*** Opening of Given text ***
Purpose : Antisense oligonucleotides (ASO) containing phosphorothioate (PS) substitutions, like those currently in clinical development, contain approximately half a million individual stereoisomers at 20-mer length, due to the PS center having two distinct stereochemical configurations. Each ASO mixture therefore contains many non-active isomers that have the potential for unintended biological activities. Using MALAT1 as a surrogate target, we tested the hypothesis that controlling the chirality of PS linkages in the backbones of ASOs to generate stereopure compounds will provide a benefit in potency, distribution and duration of effect in the eye.

Methods : Stereopure compounds targeting the long non-coding RNA MALAT1 were generated using Wave Life Sciences’ proprietary technology that enables precise control of stereochemistry and were evaluated in vitro in iCell neurons under gymnotic conditions. Top compounds were then evaluated in vivo following single intravitreal injection in the mouse eye. Reduction of MALAT1 RNA by qPCR, quantification and distribution of ASO by hybridization ELISA and IHC, and duration of effect are being evaluated over a 6-month period.

Results : Stereopure MALAT1 ASOs were successfully delivered under gymnotic conditions to iCell neurons with top stereopure compounds exhibiting IC₅₀ values approximately 24-fold lower than stereorandom ASOs. Stereorandom ASOs achieved maximal knockdown of 75% in the back and 70% in the front of the eye, which was maintained for 2 weeks and reduced to 50% reduction at one month. However, stereopure ASOs achieved target-specific reduction of 90% in the back and front of the eye as early as 7 days post single intravitreal injection, which was maintained for at least one month thus far. Pharmacokinetic analysis demonstrated stereopure ASOs had greater tissue exposure at 7 days post injection compared with sequence matched stereorandom ASOs.

Conclusions : Stereorandom ASOs contain large numbers of potentially non-active isomers that may have unintended biological activities. Here we demonstrate that controlled chirality to generate a single stereopure compound that can be optimized and provides enhanced potency and duration of effect in vivo for a variety of eye cell types over stereorandom ASOs.

This is an abstract that was submitted for the 2018 ARVO Annual Meeting, held in Honolulu, Hawaii, April 29 - May 3, 2018.
*** Close of Given text ***
*** Opening of Supplied information ***
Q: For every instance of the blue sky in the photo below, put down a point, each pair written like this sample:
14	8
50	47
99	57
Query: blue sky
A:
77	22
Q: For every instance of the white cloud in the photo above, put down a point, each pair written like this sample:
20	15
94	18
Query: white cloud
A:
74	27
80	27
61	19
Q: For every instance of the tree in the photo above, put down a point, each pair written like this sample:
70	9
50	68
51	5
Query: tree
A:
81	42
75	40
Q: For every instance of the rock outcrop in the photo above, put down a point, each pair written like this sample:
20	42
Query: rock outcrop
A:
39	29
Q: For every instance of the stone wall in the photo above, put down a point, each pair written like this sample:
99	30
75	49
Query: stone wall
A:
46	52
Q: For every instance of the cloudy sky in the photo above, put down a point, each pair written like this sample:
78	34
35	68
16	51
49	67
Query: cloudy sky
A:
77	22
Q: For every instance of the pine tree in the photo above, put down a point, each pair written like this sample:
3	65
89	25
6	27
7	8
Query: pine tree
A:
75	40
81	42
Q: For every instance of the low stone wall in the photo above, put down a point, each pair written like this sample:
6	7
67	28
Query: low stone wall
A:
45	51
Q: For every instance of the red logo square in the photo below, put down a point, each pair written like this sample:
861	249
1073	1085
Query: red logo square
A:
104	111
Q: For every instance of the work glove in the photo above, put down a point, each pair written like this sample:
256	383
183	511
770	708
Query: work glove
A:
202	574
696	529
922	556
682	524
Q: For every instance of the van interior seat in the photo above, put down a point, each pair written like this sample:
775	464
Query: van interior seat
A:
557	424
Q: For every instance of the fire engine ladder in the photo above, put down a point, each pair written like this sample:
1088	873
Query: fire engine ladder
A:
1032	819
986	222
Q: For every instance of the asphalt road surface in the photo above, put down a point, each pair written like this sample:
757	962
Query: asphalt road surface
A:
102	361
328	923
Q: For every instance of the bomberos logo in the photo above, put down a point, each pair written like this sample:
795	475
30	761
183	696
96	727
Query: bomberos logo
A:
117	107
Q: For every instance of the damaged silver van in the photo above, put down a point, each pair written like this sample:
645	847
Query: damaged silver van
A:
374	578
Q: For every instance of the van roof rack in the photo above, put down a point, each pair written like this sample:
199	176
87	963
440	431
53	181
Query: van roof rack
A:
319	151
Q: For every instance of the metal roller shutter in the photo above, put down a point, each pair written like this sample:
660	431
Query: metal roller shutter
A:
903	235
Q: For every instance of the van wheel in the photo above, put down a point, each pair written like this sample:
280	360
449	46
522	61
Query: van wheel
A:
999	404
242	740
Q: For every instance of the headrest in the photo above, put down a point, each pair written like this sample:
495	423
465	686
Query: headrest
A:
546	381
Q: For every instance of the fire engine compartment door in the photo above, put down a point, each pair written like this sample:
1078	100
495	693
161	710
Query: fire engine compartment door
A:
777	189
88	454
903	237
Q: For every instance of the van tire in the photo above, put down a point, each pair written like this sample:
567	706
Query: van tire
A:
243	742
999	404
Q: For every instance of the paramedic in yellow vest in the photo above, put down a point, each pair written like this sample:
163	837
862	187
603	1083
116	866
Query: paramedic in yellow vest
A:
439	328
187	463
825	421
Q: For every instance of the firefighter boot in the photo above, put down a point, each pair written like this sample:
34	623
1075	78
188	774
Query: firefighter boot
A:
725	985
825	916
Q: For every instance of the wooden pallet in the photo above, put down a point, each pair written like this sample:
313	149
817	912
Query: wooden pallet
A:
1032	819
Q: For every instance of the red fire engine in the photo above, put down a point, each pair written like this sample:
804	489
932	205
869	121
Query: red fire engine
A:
*** Close of Supplied information ***
_Exercises_.
1. According to the abstract, roughly how many individual stereoisomers does a 20-mer ASO with phosphorothioate substitutions contain?
2. Please retype the abstract from the words "Conclusions : Stereorandom" through "May 3, 2018.".

_Answers to the tasks_.
1. Approximately half a million.

2.
Conclusions : Stereorandom ASOs contain large numbers of potentially non-active isomers that may have unintended biological activities. Here we demonstrate that controlled chirality to generate a single stereopure compound that can be optimized and provides enhanced potency and duration of effect in vivo for a variety of eye cell types over stereorandom ASOs.

This is an abstract that was submitted for the 2018 ARVO Annual Meeting, held in Honolulu, Hawaii, April 29 - May 3, 2018.